Task description — Write out all of the data exactly as it appears.

─── Input data

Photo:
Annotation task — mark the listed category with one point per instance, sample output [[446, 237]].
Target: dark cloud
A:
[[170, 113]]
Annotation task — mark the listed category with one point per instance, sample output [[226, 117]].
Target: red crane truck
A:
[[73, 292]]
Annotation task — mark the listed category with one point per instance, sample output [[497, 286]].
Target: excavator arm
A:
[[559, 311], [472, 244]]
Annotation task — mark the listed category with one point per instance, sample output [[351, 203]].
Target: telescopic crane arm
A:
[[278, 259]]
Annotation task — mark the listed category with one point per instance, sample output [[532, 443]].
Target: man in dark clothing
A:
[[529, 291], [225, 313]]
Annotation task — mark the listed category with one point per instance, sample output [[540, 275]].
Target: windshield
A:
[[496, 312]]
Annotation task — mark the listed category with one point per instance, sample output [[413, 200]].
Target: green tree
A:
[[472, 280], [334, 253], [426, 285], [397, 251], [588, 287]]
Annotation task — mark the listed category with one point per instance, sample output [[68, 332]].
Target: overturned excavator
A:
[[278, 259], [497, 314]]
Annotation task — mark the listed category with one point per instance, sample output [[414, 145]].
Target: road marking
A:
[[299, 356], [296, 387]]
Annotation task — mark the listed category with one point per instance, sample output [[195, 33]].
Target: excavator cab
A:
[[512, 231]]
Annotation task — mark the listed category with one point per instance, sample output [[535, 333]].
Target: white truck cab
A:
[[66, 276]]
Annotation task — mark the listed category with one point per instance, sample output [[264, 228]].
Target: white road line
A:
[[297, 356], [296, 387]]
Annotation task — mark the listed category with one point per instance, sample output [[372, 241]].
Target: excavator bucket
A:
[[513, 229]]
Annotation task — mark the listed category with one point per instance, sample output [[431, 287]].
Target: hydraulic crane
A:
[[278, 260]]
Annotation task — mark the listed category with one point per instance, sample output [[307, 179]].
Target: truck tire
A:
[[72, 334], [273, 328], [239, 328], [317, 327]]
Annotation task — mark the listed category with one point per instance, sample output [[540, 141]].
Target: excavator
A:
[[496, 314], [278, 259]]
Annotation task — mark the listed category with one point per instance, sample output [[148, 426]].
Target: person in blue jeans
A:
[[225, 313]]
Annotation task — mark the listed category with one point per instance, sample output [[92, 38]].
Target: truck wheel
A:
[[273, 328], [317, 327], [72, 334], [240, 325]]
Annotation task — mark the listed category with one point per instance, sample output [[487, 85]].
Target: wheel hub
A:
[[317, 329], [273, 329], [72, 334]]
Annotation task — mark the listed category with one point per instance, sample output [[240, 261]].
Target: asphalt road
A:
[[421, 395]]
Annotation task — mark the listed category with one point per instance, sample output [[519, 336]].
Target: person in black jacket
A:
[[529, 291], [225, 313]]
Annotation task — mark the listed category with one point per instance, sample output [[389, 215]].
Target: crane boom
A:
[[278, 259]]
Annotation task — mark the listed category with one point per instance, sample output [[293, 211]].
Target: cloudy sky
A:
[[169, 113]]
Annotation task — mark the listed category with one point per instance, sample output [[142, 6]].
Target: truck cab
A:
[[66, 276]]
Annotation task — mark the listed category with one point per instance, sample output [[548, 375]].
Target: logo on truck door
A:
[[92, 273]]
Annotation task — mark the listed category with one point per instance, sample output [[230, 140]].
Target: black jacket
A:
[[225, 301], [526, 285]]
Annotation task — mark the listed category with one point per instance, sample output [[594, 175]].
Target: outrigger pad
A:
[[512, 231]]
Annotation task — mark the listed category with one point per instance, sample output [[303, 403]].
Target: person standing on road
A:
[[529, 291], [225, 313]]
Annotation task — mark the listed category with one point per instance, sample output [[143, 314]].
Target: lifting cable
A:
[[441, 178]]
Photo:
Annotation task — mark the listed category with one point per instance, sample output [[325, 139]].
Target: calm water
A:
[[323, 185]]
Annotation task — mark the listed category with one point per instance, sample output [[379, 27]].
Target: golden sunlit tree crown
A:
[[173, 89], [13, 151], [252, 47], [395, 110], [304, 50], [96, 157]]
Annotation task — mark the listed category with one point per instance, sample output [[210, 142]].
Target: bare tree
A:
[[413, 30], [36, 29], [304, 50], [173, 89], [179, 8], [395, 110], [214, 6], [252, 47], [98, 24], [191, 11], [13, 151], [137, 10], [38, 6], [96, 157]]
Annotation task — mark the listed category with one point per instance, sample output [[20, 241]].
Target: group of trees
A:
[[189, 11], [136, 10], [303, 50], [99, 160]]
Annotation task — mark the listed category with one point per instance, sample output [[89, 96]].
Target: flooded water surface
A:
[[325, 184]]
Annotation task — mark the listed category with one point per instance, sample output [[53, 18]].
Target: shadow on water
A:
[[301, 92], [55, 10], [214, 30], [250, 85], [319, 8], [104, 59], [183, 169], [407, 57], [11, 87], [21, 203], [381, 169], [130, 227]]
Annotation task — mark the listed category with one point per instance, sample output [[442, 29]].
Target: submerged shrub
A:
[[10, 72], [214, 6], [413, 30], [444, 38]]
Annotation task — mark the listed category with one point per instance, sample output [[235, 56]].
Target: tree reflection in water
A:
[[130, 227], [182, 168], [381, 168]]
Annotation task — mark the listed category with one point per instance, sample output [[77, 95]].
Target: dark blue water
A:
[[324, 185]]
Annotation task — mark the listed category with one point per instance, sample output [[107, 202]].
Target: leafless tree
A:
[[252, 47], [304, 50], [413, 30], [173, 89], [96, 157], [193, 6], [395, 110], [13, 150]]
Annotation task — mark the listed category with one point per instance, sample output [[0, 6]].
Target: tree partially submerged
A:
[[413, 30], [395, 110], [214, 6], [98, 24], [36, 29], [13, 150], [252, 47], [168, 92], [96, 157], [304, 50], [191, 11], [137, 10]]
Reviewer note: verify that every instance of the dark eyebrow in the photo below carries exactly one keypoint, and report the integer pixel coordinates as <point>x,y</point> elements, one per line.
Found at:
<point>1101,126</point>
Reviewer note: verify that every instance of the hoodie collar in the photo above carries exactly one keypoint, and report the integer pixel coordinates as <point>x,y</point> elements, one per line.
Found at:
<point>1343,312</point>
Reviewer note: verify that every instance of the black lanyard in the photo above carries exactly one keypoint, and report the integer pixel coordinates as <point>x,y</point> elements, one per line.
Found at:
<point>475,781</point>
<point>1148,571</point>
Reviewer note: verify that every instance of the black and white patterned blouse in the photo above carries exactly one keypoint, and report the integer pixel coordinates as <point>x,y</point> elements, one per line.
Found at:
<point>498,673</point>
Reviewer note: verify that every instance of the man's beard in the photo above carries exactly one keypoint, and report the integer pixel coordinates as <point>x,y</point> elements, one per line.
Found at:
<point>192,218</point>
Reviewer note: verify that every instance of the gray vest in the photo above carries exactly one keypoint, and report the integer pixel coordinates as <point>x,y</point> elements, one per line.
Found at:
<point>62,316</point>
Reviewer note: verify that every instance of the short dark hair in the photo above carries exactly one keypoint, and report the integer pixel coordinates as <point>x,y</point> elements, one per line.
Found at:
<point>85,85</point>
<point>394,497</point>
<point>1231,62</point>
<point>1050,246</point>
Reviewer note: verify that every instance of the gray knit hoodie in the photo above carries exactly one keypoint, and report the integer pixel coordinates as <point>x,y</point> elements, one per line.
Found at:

──────

Output of the exercise —
Photo:
Annotation task — mark the listed category with one point per instance, sample output [[446, 237]].
Target: dark cloud
A:
[[170, 113]]
Annotation task — mark the listed category with one point per instance, sample output [[226, 117]].
Target: red crane truck
A:
[[73, 292]]
Annotation task — mark the listed category with one point per instance, sample output [[497, 286]].
Target: excavator arm
A:
[[559, 311], [472, 244]]
Annotation task — mark the listed category with one point per instance, sample output [[351, 203]].
Target: telescopic crane arm
A:
[[278, 259]]
Annotation task — mark the listed category with one point per instance, sample output [[532, 443]].
Target: man in dark clothing
A:
[[529, 291], [225, 313]]
Annotation task — mark the listed category with one point per instance, sample output [[540, 275]].
Target: windshield
A:
[[496, 312]]
Annotation task — mark the listed category with one point per instance, sample output [[413, 200]].
Target: green tree
A:
[[472, 280], [334, 253], [426, 285], [397, 251], [588, 287]]
Annotation task — mark the listed category with one point per instance, sample output [[68, 332]].
Target: overturned excavator
A:
[[278, 259], [497, 314]]
Annotation task — mark the listed category with one point per instance, sample output [[414, 145]].
Target: road marking
A:
[[299, 356], [296, 387]]
Annotation task — mark the listed category with one point per instance, sample output [[195, 33]].
Target: excavator cab
A:
[[512, 231]]
Annotation task — mark the listed category with one point per instance, sample output [[535, 333]].
Target: white truck cab
A:
[[66, 276]]
Annotation task — mark the listed category with one point per instance, sample output [[264, 228]].
Target: white road line
A:
[[297, 356], [296, 387]]
Annotation task — mark the listed category with one point per instance, sample output [[372, 241]].
Target: excavator bucket
A:
[[513, 229]]
Annotation task — mark the listed category with one point per instance, sample output [[431, 287]].
Target: hydraulic crane
A:
[[278, 260]]
Annotation task — mark the listed category with one point per instance, sample output [[307, 179]].
Target: truck tire
A:
[[72, 334], [273, 328], [239, 328], [317, 327]]
Annotation task — mark the listed category with one point per instance, sample output [[540, 141]].
Target: excavator
A:
[[496, 314], [278, 259]]
Annotation task — mark the listed category with one point per instance, sample output [[148, 426]].
Target: person in blue jeans
A:
[[225, 313]]
Annotation task — mark the listed category with one point per instance, sample output [[92, 38]].
Target: truck wheel
A:
[[273, 328], [317, 327], [72, 334], [240, 325]]
Annotation task — mark the listed category with one point per instance, sample output [[487, 85]].
Target: wheel hub
A:
[[317, 329], [273, 329], [72, 334]]
Annotation task — mark the listed category with one point per instance, sample output [[240, 261]].
Target: asphalt road
A:
[[421, 395]]
Annotation task — mark the listed category with one point per instance, sample output [[519, 336]].
Target: person in black jacket
A:
[[529, 291], [225, 313]]
Annotation task — mark the listed category with one point per instance, sample output [[389, 215]].
Target: crane boom
A:
[[278, 259]]
Annotation task — mark the listed category with one point per instance, sample output [[293, 211]].
Target: cloudy sky
A:
[[169, 113]]
Annotation task — mark the listed category with one point per instance, sample output [[142, 6]].
Target: truck cab
A:
[[66, 276]]
Annotation task — mark the listed category with one point per instance, sample output [[548, 375]].
Target: logo on truck door
A:
[[92, 273]]
Annotation task — mark the listed category with one point per instance, sample output [[230, 140]].
Target: black jacket
A:
[[225, 301], [526, 285]]
Annotation task — mark the listed category with one point per instance, sample output [[594, 175]].
Target: outrigger pad
A:
[[512, 231]]
Annotation task — mark the listed category with one point per instance, sample output [[303, 403]].
Target: person standing on road
A:
[[529, 291], [225, 313]]
Annotation task — mark the listed category with one point per instance, sample output [[143, 314]].
Target: lifting cable
A:
[[441, 178]]
Photo:
Annotation task — mark the listed category with one point per instance, sample output [[325, 139]].
Target: calm water
A:
[[323, 185]]
Annotation task — mark the listed category with one point per instance, sample output [[379, 27]].
Target: golden sunlit tree crown
A:
[[173, 89], [13, 151], [252, 47], [395, 110], [304, 50], [96, 157]]
Annotation task — mark the listed category with one point per instance, sample output [[210, 142]].
Target: bare tree
A:
[[413, 30], [36, 29], [304, 50], [173, 89], [179, 8], [395, 110], [214, 6], [252, 47], [98, 24], [191, 11], [13, 151], [137, 10], [38, 6], [96, 157]]
Annotation task — mark the listed category with one point per instance, sample output [[20, 241]].
Target: group of trees
A:
[[189, 11], [136, 10], [303, 50], [99, 160]]
Annotation task — mark the listed category with one point per instance, sample output [[89, 96]].
Target: flooded water surface
A:
[[325, 184]]
Annotation task — mark the listed category with one point per instance, sample output [[53, 18]].
Target: shadow on water
A:
[[301, 92], [55, 10], [214, 30], [250, 85], [319, 8], [104, 59], [183, 169], [407, 57], [11, 87], [21, 203], [381, 169], [130, 227]]
Annotation task — mark the listed category with one point per instance, sample output [[442, 29]].
Target: submerged shrub
A:
[[10, 72], [214, 6], [413, 30], [444, 38]]
Annotation task — mark the listed category with one point per instance, sample output [[235, 56]].
Target: tree reflection in water
A:
[[130, 227], [182, 168], [381, 168]]
Annotation task — mark the listed category with one point per instance, sample output [[77, 95]].
Target: dark blue water
A:
[[324, 185]]
Annotation task — mark the listed category with one point per instance, sample output [[107, 202]].
Target: leafless tree
A:
[[252, 47], [304, 50], [413, 30], [173, 89], [96, 157], [193, 6], [395, 110], [13, 150]]
Annotation task — mark the listed category with one point per instance, sample output [[0, 6]].
Target: tree partially submerged
A:
[[413, 30], [395, 110], [214, 6], [98, 24], [36, 29], [13, 150], [252, 47], [168, 92], [96, 157], [304, 50], [191, 11], [137, 10]]
Reviewer note: verify that every instance of the dark eyebrow in the photo below carries exactly one keypoint, and report the integer pixel coordinates as <point>x,y</point> elements, one per line.
Found at:
<point>1101,126</point>
Reviewer note: verify that every instance of the hoodie collar in the photo above carries exactly one keypoint, and report the integer pixel coordinates as <point>x,y</point> elements, one per line.
Found at:
<point>1343,312</point>
Reviewer note: verify that every instance of the black lanyard in the photo above carries exactly one keypoint, and report the integer pixel coordinates as <point>x,y</point> elements, one per line.
Found at:
<point>475,781</point>
<point>1148,571</point>
Reviewer note: verify that every instance of the black and white patterned blouse in the photo above carries exactly one keypoint, and report the integer pixel coordinates as <point>x,y</point> elements, one per line.
Found at:
<point>498,673</point>
Reviewer note: verify that every instance of the man's beard in the photo above carries exactly one keypoint, and report the integer pixel coordinates as <point>x,y</point> elements, one per line.
Found at:
<point>192,218</point>
Reviewer note: verify that every instance of the gray vest in the photo above carries exactly one keypoint, and report the integer pixel coordinates as <point>x,y</point> elements, one per line.
Found at:
<point>62,316</point>
Reviewer note: verify that every instance of the short dark hair in the photo above carries exactly one keypoint, and report the integer pixel coordinates as <point>x,y</point> elements, one per line.
Found at:
<point>85,85</point>
<point>394,497</point>
<point>1231,62</point>
<point>1050,246</point>
Reviewer note: verify that every instance of the gray knit hoodie in the photo above carries exactly one keypoint, and report the integer pixel coordinates as <point>x,y</point> elements, one per line.
Found at:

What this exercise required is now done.